Problem requirements.
Which lines below contain the word "grass"? Collect each of them and copy it in full.
---- Task input
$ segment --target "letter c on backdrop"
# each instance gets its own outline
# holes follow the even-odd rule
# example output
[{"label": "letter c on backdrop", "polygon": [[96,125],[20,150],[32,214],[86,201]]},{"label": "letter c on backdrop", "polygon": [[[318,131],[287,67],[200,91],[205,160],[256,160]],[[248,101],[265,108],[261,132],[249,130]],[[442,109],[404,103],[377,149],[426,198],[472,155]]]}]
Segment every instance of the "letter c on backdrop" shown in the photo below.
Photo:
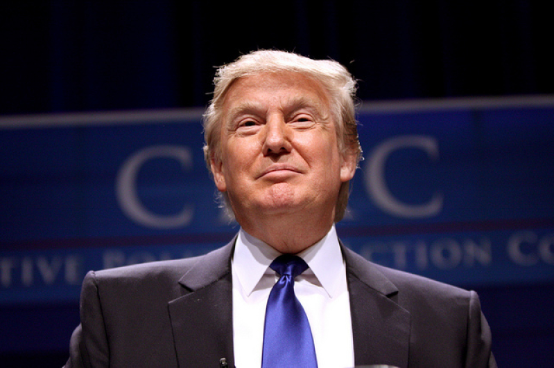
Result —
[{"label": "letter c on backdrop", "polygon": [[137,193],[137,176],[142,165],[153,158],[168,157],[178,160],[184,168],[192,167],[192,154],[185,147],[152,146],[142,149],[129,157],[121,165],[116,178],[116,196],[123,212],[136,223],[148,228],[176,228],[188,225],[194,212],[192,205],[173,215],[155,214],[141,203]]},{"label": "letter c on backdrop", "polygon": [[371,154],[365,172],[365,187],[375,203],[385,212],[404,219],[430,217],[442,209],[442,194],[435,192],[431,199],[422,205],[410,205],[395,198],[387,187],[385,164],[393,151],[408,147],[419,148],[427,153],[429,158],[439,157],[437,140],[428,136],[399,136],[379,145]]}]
--------
---- Task input
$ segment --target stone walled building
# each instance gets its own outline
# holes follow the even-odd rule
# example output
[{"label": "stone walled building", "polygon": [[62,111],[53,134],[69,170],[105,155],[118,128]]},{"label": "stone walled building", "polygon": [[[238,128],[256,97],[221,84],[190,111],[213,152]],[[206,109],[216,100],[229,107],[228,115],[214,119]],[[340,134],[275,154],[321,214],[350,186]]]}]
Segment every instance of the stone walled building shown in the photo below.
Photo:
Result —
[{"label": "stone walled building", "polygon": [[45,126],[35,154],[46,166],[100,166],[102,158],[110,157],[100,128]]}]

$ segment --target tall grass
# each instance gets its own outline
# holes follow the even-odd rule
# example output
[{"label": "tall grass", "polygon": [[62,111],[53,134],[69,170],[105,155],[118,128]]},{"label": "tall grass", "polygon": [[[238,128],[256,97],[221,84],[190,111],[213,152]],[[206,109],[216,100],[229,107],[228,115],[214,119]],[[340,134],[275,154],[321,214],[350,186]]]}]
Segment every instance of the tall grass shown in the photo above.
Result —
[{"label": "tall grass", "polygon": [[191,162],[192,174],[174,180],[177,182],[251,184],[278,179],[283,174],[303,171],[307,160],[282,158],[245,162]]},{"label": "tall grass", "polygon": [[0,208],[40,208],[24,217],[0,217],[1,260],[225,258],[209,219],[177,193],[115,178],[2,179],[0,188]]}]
--------
Reply to the task.
$ segment --target tall grass
[{"label": "tall grass", "polygon": [[62,111],[53,134],[69,170],[105,155],[118,128]]},{"label": "tall grass", "polygon": [[[238,128],[256,97],[221,84],[190,111],[213,152]],[[206,109],[216,100],[229,107],[228,115],[214,119]],[[340,134],[275,154],[321,214],[350,186]]]}]
Segment every instance of the tall grass shown in the photo above.
[{"label": "tall grass", "polygon": [[191,162],[192,174],[174,180],[177,182],[251,184],[278,179],[283,174],[303,171],[307,160],[282,158],[245,162]]},{"label": "tall grass", "polygon": [[0,208],[40,208],[24,217],[0,217],[1,260],[225,258],[209,219],[177,193],[115,178],[2,179],[0,188]]}]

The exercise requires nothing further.